╭──
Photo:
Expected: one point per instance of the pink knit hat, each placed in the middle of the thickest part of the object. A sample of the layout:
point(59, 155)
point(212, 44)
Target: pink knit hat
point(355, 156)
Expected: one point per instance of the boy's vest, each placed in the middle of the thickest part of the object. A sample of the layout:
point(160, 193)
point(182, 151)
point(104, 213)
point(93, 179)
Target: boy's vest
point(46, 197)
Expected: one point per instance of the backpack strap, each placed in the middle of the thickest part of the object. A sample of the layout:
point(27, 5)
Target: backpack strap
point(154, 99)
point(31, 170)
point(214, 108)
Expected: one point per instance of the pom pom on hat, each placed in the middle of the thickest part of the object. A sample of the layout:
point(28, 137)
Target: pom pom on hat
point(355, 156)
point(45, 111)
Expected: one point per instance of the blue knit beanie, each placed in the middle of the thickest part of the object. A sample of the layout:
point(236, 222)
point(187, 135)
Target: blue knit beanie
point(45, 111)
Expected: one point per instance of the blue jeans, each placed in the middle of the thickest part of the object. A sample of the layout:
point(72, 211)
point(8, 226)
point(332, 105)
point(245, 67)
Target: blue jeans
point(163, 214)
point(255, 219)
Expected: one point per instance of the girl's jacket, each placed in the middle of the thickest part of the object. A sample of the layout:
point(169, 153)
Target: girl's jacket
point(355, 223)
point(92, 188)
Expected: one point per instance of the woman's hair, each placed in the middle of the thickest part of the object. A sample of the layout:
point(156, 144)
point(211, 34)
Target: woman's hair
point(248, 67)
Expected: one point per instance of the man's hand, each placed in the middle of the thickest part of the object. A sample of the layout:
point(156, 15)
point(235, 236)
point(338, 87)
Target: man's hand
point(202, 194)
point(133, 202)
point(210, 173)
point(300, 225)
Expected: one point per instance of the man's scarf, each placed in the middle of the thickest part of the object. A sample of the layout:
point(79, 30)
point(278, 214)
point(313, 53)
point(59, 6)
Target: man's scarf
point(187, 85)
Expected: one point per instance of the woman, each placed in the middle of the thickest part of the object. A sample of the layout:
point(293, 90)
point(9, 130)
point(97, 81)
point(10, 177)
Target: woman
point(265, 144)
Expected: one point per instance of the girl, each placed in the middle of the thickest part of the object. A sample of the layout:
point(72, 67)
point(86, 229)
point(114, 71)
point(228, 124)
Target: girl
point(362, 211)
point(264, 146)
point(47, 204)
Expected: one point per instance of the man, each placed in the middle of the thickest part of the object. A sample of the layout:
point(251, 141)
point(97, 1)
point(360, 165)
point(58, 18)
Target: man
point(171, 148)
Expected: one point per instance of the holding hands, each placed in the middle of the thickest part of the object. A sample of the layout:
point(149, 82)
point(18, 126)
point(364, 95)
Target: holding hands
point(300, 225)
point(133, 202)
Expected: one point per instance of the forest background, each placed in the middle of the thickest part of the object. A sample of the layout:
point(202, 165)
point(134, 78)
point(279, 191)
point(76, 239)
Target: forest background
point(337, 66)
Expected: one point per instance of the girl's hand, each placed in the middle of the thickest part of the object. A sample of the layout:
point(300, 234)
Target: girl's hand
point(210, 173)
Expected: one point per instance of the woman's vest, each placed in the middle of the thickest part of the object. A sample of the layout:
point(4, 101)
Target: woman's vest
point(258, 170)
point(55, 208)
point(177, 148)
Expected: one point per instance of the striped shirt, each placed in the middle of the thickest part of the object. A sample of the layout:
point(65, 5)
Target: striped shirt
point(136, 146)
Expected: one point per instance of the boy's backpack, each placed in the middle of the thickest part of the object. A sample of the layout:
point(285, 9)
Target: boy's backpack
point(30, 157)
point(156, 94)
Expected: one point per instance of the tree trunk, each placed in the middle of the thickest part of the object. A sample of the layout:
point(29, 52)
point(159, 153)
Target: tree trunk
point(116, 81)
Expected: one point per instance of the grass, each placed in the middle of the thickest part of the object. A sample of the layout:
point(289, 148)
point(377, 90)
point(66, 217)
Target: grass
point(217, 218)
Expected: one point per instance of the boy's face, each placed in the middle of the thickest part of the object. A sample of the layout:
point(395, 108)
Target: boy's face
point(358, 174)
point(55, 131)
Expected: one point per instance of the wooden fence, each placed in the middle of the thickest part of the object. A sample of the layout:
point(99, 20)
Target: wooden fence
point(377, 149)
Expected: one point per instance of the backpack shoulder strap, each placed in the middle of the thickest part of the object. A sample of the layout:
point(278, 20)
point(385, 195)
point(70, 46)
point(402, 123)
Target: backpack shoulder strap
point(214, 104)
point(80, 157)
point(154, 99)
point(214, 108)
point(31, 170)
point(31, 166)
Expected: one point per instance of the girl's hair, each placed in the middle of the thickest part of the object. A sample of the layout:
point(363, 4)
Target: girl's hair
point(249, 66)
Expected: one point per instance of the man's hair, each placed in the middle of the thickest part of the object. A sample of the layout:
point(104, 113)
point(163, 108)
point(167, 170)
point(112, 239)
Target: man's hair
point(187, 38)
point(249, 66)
╰──
## Consigne
Disposez toutes les lignes des enregistrements ci-dessus en tableau Markdown, avec une colonne « N° » pour le numéro de ligne et une colonne « Contenu » pour la ligne elle-même. Omettez les lignes vides.

## Corrigé
| N° | Contenu |
|---|---|
| 1 | Photo: |
| 2 | Expected: one point per instance of the pink knit hat, each placed in the middle of the thickest part of the object. A sample of the layout: |
| 3 | point(59, 155) |
| 4 | point(212, 44) |
| 5 | Target: pink knit hat |
| 6 | point(355, 156) |
| 7 | Expected: one point per instance of the boy's vest, each placed in the middle of the thickest part of the object. A sample of the layout: |
| 8 | point(160, 193) |
| 9 | point(182, 151) |
| 10 | point(104, 213) |
| 11 | point(93, 179) |
| 12 | Target: boy's vest |
| 13 | point(46, 197) |
| 14 | Expected: one point per instance of the backpack strap, each placed in the middle of the thickest part of the object. A sample of the layout: |
| 15 | point(27, 5) |
| 16 | Target: backpack strap |
| 17 | point(154, 99) |
| 18 | point(31, 170) |
| 19 | point(214, 108) |
| 20 | Expected: one point per instance of the pom pom on hat, each placed in the middle of the thickest part of the object. A sample of the layout: |
| 21 | point(28, 137) |
| 22 | Target: pom pom on hat |
| 23 | point(355, 156) |
| 24 | point(45, 111) |
| 25 | Expected: one point per instance of the blue knit beanie, each placed in the middle of the thickest part of the object. A sample of the layout: |
| 26 | point(236, 222) |
| 27 | point(187, 135) |
| 28 | Target: blue knit beanie |
| 29 | point(45, 111) |
| 30 | Expected: one point per instance of the blue jeans, each placed in the middle of the thickest part of the object. A sample of the layout: |
| 31 | point(72, 211) |
| 32 | point(8, 226) |
| 33 | point(332, 105) |
| 34 | point(245, 67) |
| 35 | Target: blue jeans |
| 36 | point(163, 214) |
| 37 | point(255, 219) |
| 38 | Expected: one point per instance of the girl's jacket, each placed in the middle of the thickest part of the object. A sample of the layout: |
| 39 | point(169, 153) |
| 40 | Target: girl's jacket |
| 41 | point(355, 223) |
| 42 | point(92, 188) |
| 43 | Expected: one point per instance of the woman's hair, each placed in the middle of the thickest part of the object. A sample of the layout: |
| 44 | point(156, 144) |
| 45 | point(211, 34) |
| 46 | Target: woman's hair |
| 47 | point(248, 67) |
| 48 | Expected: one point per instance of the man's hand, each placed in the middle of the thickest part of the object. A sample of the layout: |
| 49 | point(156, 15) |
| 50 | point(235, 236) |
| 51 | point(338, 87) |
| 52 | Target: man's hand |
| 53 | point(202, 194) |
| 54 | point(133, 202) |
| 55 | point(210, 173) |
| 56 | point(300, 225) |
| 57 | Expected: one point per instance of the man's scarf, each placed in the middle of the thickest part of the object. A sample of the layout: |
| 58 | point(79, 30) |
| 59 | point(278, 214) |
| 60 | point(313, 53) |
| 61 | point(59, 6) |
| 62 | Target: man's scarf |
| 63 | point(187, 85) |
| 64 | Expected: one point per instance of the woman, each placed in the middle of the thickest part of the object. A sample of the layout: |
| 65 | point(293, 90) |
| 66 | point(9, 130) |
| 67 | point(97, 81) |
| 68 | point(10, 177) |
| 69 | Target: woman |
| 70 | point(265, 144) |
| 71 | Expected: one point per instance of the girl, each placed in the middle of the thickest part of the object. A sample of the layout: |
| 72 | point(72, 67) |
| 73 | point(86, 229) |
| 74 | point(114, 71) |
| 75 | point(228, 124) |
| 76 | Target: girl |
| 77 | point(362, 211) |
| 78 | point(264, 146) |
| 79 | point(47, 204) |
| 80 | Expected: one point per instance of the man, each placed in the middle of the thickest part of the object. A sample of the layout: |
| 81 | point(251, 141) |
| 82 | point(97, 1) |
| 83 | point(360, 165) |
| 84 | point(58, 18) |
| 85 | Target: man |
| 86 | point(171, 148) |
| 87 | Expected: one point per instance of the holding hands, each placed in the middle of the thickest part of the object. A sample of the layout: |
| 88 | point(149, 82) |
| 89 | point(18, 126) |
| 90 | point(364, 95) |
| 91 | Target: holding hands |
| 92 | point(300, 225) |
| 93 | point(133, 202) |
| 94 | Expected: one point per instance of the forest background, each placed in the middle of the thickest part of the object. A sample of the layout: |
| 95 | point(202, 165) |
| 96 | point(134, 78) |
| 97 | point(279, 191) |
| 98 | point(76, 239) |
| 99 | Target: forest background |
| 100 | point(337, 66) |
| 101 | Expected: one point per instance of the girl's hand, each placed in the middle of the thickest part of the object. A sample of the layout: |
| 102 | point(300, 234) |
| 103 | Target: girl's hand |
| 104 | point(210, 173) |
| 105 | Expected: one point per instance of the woman's vest, each placed in the middle of the thickest part of the object. A sample of the layout: |
| 106 | point(4, 101) |
| 107 | Target: woman's vest |
| 108 | point(258, 170) |
| 109 | point(55, 208) |
| 110 | point(177, 148) |
| 111 | Expected: one point per instance of the striped shirt, each placed in the middle of the thickest part of the object. A sample of the layout: |
| 112 | point(65, 5) |
| 113 | Target: striped shirt |
| 114 | point(136, 146) |
| 115 | Expected: one point per instance of the boy's backpack, each placed in the middle of the thickest part of the object. A sample of the layout: |
| 116 | point(285, 9) |
| 117 | Target: boy's backpack |
| 118 | point(30, 157) |
| 119 | point(156, 94) |
| 120 | Expected: one point per instance of the tree trunk, each placed in the middle of the thickest part of the object. A sample of the layout: |
| 121 | point(29, 52) |
| 122 | point(159, 153) |
| 123 | Target: tree trunk |
| 124 | point(116, 81) |
| 125 | Expected: one point per instance of the grass, each placed in the middle of the thickest part of the object. A sample of the layout: |
| 126 | point(289, 148) |
| 127 | point(377, 90) |
| 128 | point(66, 217) |
| 129 | Target: grass |
| 130 | point(217, 218) |
| 131 | Expected: one point per instance of the boy's face, each placed in the middle of the thickest part of the object. A sample of the layout: |
| 132 | point(395, 108) |
| 133 | Target: boy's face |
| 134 | point(358, 174) |
| 135 | point(55, 131) |
| 136 | Expected: one point per instance of the wooden fence, each placed in the middle of the thickest part of the object. A sample of the layout: |
| 137 | point(99, 20) |
| 138 | Target: wooden fence |
| 139 | point(377, 149) |
| 140 | Expected: one point per instance of the backpack shoulder strap, each placed in the middle of the thickest part of the object. A sample of the layout: |
| 141 | point(278, 20) |
| 142 | point(385, 195) |
| 143 | point(70, 46) |
| 144 | point(402, 123) |
| 145 | Target: backpack shoulder strap |
| 146 | point(214, 104) |
| 147 | point(80, 157) |
| 148 | point(154, 99) |
| 149 | point(214, 108) |
| 150 | point(31, 170) |
| 151 | point(31, 166) |
| 152 | Expected: one point per instance of the girl's hair, each placed in the middle of the thickest part of the object. A sample of the layout: |
| 153 | point(363, 4) |
| 154 | Target: girl's hair |
| 155 | point(249, 66) |
| 156 | Expected: one point per instance of the man's hair, each placed in the middle of the thickest part of the object. A sample of the layout: |
| 157 | point(104, 113) |
| 158 | point(163, 108) |
| 159 | point(167, 170) |
| 160 | point(112, 239) |
| 161 | Target: man's hair |
| 162 | point(187, 38) |
| 163 | point(249, 66) |